● The task:
Convert all of the listing below into a two-column CSV with the header row input,output. Give one row for each "For the pointing benchmark" line and the points under it, with each value in a single double-quoted field and line breaks replaced by spaces; leave out the picture markers.

● Items:
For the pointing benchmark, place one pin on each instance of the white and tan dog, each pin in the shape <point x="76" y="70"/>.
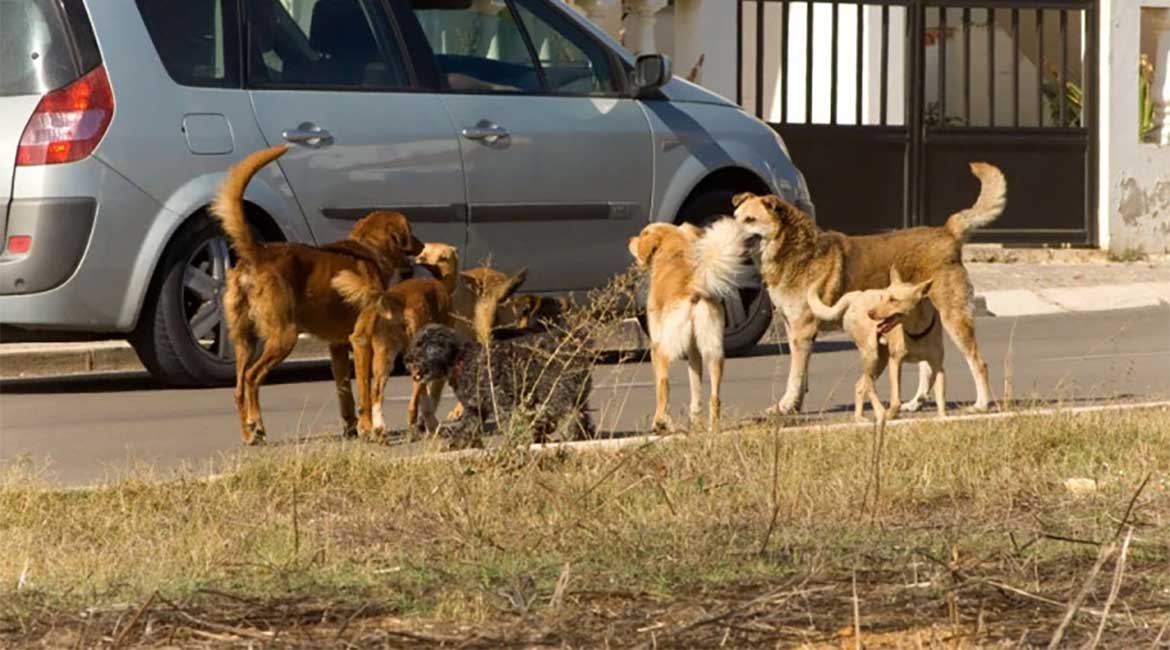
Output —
<point x="692" y="270"/>
<point x="893" y="325"/>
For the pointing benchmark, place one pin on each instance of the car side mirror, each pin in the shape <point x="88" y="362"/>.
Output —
<point x="651" y="73"/>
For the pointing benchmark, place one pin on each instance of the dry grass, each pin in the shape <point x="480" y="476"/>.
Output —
<point x="750" y="538"/>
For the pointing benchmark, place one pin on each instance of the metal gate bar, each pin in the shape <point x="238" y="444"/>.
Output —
<point x="917" y="150"/>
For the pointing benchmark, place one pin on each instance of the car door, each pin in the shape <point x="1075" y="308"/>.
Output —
<point x="330" y="77"/>
<point x="558" y="161"/>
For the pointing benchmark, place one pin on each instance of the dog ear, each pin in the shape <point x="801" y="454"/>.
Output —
<point x="690" y="229"/>
<point x="741" y="198"/>
<point x="775" y="204"/>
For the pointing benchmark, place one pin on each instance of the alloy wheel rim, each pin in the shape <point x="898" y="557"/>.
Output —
<point x="204" y="278"/>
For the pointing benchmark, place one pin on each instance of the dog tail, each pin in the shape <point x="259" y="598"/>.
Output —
<point x="824" y="312"/>
<point x="989" y="206"/>
<point x="358" y="291"/>
<point x="721" y="261"/>
<point x="228" y="204"/>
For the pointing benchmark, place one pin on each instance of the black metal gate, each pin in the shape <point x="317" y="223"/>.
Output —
<point x="882" y="103"/>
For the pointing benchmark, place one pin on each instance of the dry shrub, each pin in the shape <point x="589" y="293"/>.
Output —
<point x="473" y="540"/>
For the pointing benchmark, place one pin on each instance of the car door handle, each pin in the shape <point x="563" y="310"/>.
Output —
<point x="309" y="135"/>
<point x="486" y="131"/>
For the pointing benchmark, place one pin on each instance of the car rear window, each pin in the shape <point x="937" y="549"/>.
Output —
<point x="42" y="48"/>
<point x="197" y="40"/>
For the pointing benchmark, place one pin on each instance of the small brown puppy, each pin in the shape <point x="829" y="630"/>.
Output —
<point x="277" y="290"/>
<point x="893" y="325"/>
<point x="476" y="294"/>
<point x="389" y="320"/>
<point x="793" y="255"/>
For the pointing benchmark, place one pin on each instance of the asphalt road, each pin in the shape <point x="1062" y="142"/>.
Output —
<point x="85" y="429"/>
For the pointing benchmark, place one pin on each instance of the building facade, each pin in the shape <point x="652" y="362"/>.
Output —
<point x="1071" y="97"/>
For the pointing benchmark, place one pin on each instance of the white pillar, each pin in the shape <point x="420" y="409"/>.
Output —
<point x="487" y="39"/>
<point x="706" y="28"/>
<point x="642" y="15"/>
<point x="1160" y="90"/>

● Task solution:
input,output
"For the pointing benchmark, place one pin on each instance of the white and tan dog, each pin in the shape <point x=""76"" y=""70""/>. Output —","<point x=""692"" y=""270""/> <point x=""893"" y=""325""/>"
"For the pointing benchmark, place one pin on each instance of the car side mirror, each pin in the shape <point x=""88"" y=""362""/>. Output —","<point x=""651"" y=""73""/>"
"For the pointing benchmark, place one pin on each instance of the dry grass, each pin in the shape <point x=""480"" y=""476""/>. Output —","<point x=""750"" y=""538""/>"
"For the pointing benchmark, place one pin on each instance of the metal gate bar, each pin in the shape <point x=""238"" y=""444""/>. Output —","<point x=""917"" y=""150""/>"
"For the pointing benchmark, place one pin on each instance of the car door, each pin in the shape <point x=""1075"" y=""308""/>. Output —","<point x=""330"" y=""77""/> <point x=""558"" y=""161""/>"
"For the pointing benchmark, place one pin on each instance of the dog ear, each pin in the shape <point x=""801"" y=""454""/>. Output —","<point x=""690"" y=""229""/> <point x=""741"" y=""198""/> <point x=""775"" y=""204""/>"
"For the pointing benchmark, place one pin on each instance of the alloy wheel rim, each pin in the shape <point x=""898"" y=""557""/>. Output —","<point x=""204"" y=""278""/>"
"For the pointing benchmark, place one pin on each instance of the dog tail, each pin in the shape <point x=""259"" y=""598""/>. Output —","<point x=""824"" y=""312""/> <point x=""989"" y=""206""/> <point x=""358"" y=""291""/> <point x=""721"" y=""261""/> <point x=""228"" y=""204""/>"
"For the pointing benchmark, place one pin on each instance of the black metal gate, each pin in the shape <point x=""317"" y=""223""/>. Output —","<point x=""882"" y=""103""/>"
"For the pointing benchmark, place one pin on each instance of the dry shrub, each pin in the shape <point x=""589"" y=""293""/>. Output —","<point x=""473"" y=""540""/>"
"For the pointing benchmark, place one pin on each instance of the car door handle, each pin in the shape <point x=""563"" y=""310""/>. Output —","<point x=""309"" y=""135""/> <point x=""486"" y=""131""/>"
"For the pointing benchmark, place one pin on each instance of the car rear window, each pin in the shape <point x=""937"" y=""549""/>. Output —","<point x=""42"" y=""48""/> <point x=""197"" y=""40""/>"
"For the pointing benchmark, place one pin on each instance of the small brown puppy, each pin in the shape <point x=""829"" y=""630""/>. Output —","<point x=""277"" y=""290""/> <point x=""893"" y=""325""/> <point x=""476"" y=""294""/> <point x=""389"" y=""320""/> <point x=""793"" y=""255""/>"
"For the pointing benchmark, place one pin on each instance of the asphalt road, each pin in the shape <point x=""1062"" y=""142""/>. Output —","<point x=""85"" y=""429""/>"
"For the pointing benchmark, place one pin on each instance of the building facade, each pin in the shape <point x=""652"" y=""362""/>. Output —","<point x=""1071"" y=""97""/>"
"For the pointing benchmark, place one pin on each instance of the white pillar, each pin in the shape <point x=""420"" y=""409""/>. Output —","<point x=""487"" y=""39""/> <point x=""706"" y=""28""/> <point x=""642"" y=""15""/> <point x=""1160"" y=""90""/>"